#### [Data]
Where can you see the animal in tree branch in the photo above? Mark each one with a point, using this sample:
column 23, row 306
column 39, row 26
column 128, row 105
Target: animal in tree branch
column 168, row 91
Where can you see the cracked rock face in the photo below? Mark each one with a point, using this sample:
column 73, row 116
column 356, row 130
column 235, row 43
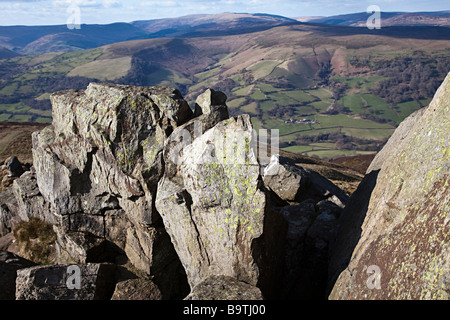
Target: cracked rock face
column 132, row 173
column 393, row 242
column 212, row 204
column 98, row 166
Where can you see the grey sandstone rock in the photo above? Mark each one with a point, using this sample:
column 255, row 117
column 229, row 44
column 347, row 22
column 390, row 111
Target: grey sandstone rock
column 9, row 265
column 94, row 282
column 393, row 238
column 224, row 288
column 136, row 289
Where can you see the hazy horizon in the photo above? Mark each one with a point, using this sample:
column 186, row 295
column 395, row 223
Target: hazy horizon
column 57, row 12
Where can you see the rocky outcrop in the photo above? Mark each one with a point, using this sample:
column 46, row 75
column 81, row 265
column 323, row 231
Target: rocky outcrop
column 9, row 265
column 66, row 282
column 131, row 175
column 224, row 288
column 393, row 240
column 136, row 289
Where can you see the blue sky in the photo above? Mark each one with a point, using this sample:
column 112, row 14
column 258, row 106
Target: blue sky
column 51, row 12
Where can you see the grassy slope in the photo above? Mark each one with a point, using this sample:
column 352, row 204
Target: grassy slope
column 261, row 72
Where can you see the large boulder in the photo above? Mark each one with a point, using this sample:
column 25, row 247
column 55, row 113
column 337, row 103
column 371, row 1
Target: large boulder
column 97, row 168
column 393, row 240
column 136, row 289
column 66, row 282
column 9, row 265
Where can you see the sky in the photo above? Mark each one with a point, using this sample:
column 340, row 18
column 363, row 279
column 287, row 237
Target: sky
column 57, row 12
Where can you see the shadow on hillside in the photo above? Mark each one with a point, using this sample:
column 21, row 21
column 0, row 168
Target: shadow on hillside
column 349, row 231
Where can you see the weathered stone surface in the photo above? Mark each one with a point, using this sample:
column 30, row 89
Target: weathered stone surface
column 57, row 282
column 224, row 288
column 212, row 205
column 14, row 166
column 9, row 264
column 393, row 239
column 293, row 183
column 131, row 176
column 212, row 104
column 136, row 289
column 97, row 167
==
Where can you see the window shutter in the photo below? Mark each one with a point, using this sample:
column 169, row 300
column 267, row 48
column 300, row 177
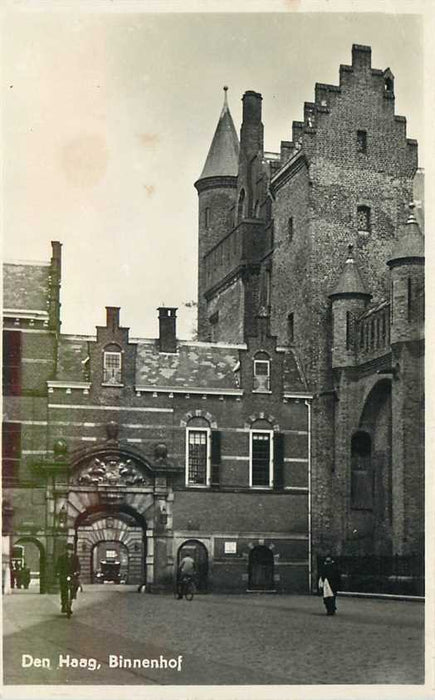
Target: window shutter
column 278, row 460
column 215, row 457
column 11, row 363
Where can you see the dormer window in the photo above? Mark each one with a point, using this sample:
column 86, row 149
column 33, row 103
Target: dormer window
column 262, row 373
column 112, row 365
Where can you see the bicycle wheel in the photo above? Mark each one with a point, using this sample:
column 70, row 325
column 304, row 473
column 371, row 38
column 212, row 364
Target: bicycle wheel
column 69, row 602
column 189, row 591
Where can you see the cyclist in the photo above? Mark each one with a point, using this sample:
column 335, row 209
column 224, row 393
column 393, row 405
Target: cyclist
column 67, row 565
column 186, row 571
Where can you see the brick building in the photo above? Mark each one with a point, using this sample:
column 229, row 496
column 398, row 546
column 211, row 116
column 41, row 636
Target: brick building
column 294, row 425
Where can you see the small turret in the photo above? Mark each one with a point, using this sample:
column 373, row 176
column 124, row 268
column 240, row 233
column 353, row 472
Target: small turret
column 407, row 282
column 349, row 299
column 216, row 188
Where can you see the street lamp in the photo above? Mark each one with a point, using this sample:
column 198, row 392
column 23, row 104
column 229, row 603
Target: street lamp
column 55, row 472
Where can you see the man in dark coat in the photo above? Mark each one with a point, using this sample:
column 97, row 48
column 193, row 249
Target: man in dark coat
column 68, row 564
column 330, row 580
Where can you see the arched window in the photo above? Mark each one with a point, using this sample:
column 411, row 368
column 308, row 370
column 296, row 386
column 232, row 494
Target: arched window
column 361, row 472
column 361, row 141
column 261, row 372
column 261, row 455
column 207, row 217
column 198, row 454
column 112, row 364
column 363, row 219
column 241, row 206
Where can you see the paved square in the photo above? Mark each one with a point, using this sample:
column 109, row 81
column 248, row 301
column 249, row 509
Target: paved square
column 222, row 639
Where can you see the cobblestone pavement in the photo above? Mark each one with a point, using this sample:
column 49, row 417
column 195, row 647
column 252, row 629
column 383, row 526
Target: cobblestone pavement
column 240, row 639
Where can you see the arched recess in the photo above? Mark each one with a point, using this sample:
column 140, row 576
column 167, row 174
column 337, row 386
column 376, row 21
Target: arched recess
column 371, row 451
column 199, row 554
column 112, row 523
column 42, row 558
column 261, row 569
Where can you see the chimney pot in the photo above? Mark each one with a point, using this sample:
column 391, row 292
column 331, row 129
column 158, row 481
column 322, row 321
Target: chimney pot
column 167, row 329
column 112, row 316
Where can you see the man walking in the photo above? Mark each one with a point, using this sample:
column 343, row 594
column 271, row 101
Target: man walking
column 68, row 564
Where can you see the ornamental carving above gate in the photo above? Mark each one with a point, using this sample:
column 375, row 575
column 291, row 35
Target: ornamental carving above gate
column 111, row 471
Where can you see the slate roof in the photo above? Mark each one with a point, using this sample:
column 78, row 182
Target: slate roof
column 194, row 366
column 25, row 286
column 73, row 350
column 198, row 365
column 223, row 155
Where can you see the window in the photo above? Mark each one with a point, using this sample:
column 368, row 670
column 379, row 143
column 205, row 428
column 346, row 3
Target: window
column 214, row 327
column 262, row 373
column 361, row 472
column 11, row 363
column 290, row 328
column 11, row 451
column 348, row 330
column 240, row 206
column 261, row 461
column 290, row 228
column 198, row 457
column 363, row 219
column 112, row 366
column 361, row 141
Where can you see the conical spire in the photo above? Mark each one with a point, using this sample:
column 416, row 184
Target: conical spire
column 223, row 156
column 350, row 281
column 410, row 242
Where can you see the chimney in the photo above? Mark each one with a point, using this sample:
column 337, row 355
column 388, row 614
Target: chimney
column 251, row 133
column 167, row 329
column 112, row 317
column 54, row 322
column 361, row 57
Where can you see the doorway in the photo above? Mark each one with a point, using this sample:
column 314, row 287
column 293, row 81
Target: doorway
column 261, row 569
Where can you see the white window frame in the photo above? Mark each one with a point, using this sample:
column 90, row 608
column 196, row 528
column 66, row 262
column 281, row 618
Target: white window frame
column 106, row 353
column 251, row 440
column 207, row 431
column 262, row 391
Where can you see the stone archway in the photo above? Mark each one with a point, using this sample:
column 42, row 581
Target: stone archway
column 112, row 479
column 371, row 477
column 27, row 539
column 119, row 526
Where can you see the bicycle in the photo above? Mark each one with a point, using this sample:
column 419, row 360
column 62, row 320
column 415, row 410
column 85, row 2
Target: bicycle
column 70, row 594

#### [Activity]
Take from the listing above each line in which the string "below" is found.

#### [Solution for this exercise]
Where can you see the cracked rock face in the photo below? Mark each one with a point, using this sample:
Where can you see the window shutter in the photo below? Mark each one with a point, using this sample:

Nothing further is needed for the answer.